● **Textausschnitt**
++++++++

Junge Menschen sollen sich nicht gegen ihren Willen zwangsverpflichten müssen. Nicht Bevormundung, sondern Förderung von Jugendlichen ist die Aufgabe des Staates in einer freiheitlichen Gesellschaft.
Dienstpflicht? Nein Danke
Jugendliche fördern statt bevormunden
Christine Orth, Unternehmenskommunikation, 14.02.2023
Dass in den Freiwilligendiensten viel Potenzial steckt, hat die Politik schon lange erkannt. Freiwilligendienste ermutigen junge Menschen, sich für andere einzusetzen, sie unterstützen ihre persönliche Entwicklung und helfen bei der Berufsorientierung. So liegt die Forderung nach der Einführung einer Dienstpflicht nahe und die Idee dahinter ist für viele Menschen genauso verlockend wie einleuchtend:
Jugendliche sollen zu engagierten Staatbürgerinnen und Staatsbürgern geformt werden und sie sollen gleichzeitig Arbeitskräfte ersetzen, die zum Beispiel in der Pflege fehlen. Für eine soziale Pflichtzeit machte sich zuletzt sogar Bundespräsident Frank Walter Steinmeier stark: "Es geht um die Frage, ob es unserem Land nicht gut tun würde, wenn sich Frauen und Männer für einen gewissen Zeitraum in den Dienst der Gesellschaft stellen."
69 Prozent der Deutschen unterstützen die Einführung einer Dienstpflicht. Das ist das Ergebnis einer repräsentativen Umfrage von Infratest dimap, die die ARD im Rahmen der Fernsehdokumentation "Ein Jahr für Deutschland? Der Streit um die Dienstpflicht" in Auftrag gegeben hat. 81 Prozent der Umfrageteilnehmenden über 65 Jahre unterstützen eine Dienstpflicht. Bei den 18 bis 34-Jährigen liegt der Anteil der Befürworter/-innen bei 51 Prozent. Unter den Anhängern der CDU ist die Zustimmung mit 84 Prozent am höchsten. Dann folgen SPD (75 Prozent), Linke (67 Prozent), Grüne (67 Prozent), AfD (63 Prozent) und FDP (46 Prozent).

++++++++

● **Gespeichertes Material**

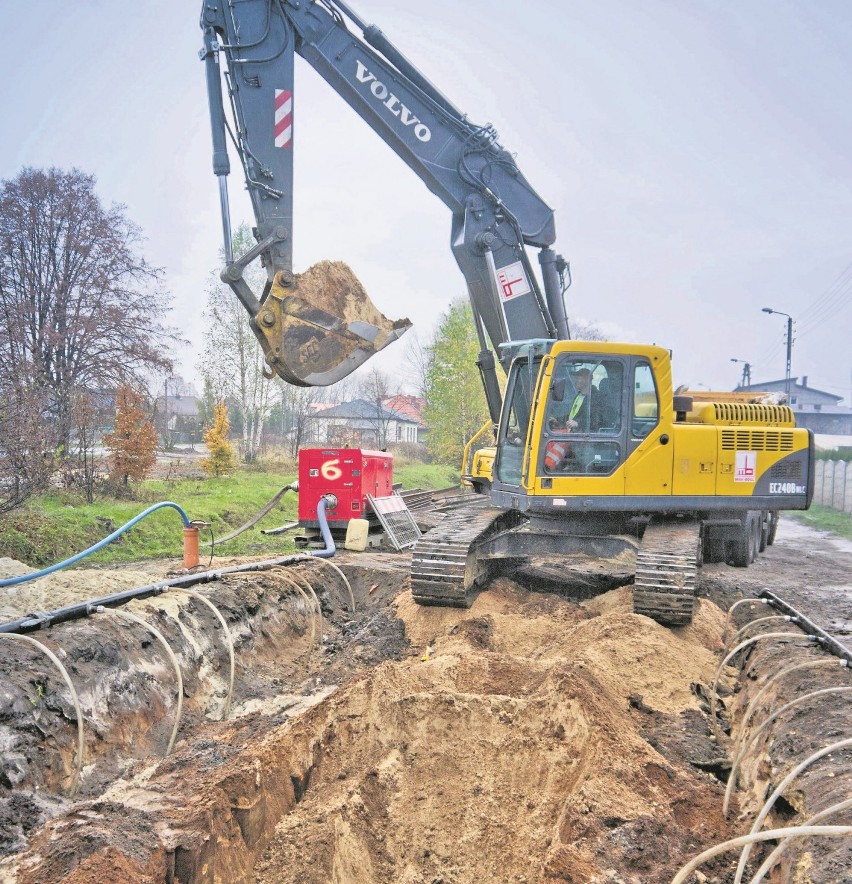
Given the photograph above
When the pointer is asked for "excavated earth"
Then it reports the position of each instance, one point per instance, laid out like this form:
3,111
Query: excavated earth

++++++++

Führen Sie den Textausschnitt zur Dienstpflicht im Anschluss an seinen letzten Satz weiter.

Das Besondere am Freiwilligendienst ist seine Freiwilligkeit. Wenn der Staat Engagement verordnet, wird es immer schwierig. Dann wird nicht nur der Sinn der Freiwilligkeit in Frage gestellt, der Freiwilligendienst als besonderes Bildungsjahr für junge Menschen wird damit abgeschafft.
Vieles blieb bislang bei der Diskussion offen und unbeantwortet: Wer soll die Umsetzung des Pflichtjahres übernehmen, wie die bundesweite Organisation funktionieren, wo kommen die Einsatzstellen her? Wie willl die öffentliche Hand ein Pflichtjahr für alle Jugendlichen finanzieren? Woher kommt das qualifizierte Personal für die Anleitung der Dienstpflichtigen?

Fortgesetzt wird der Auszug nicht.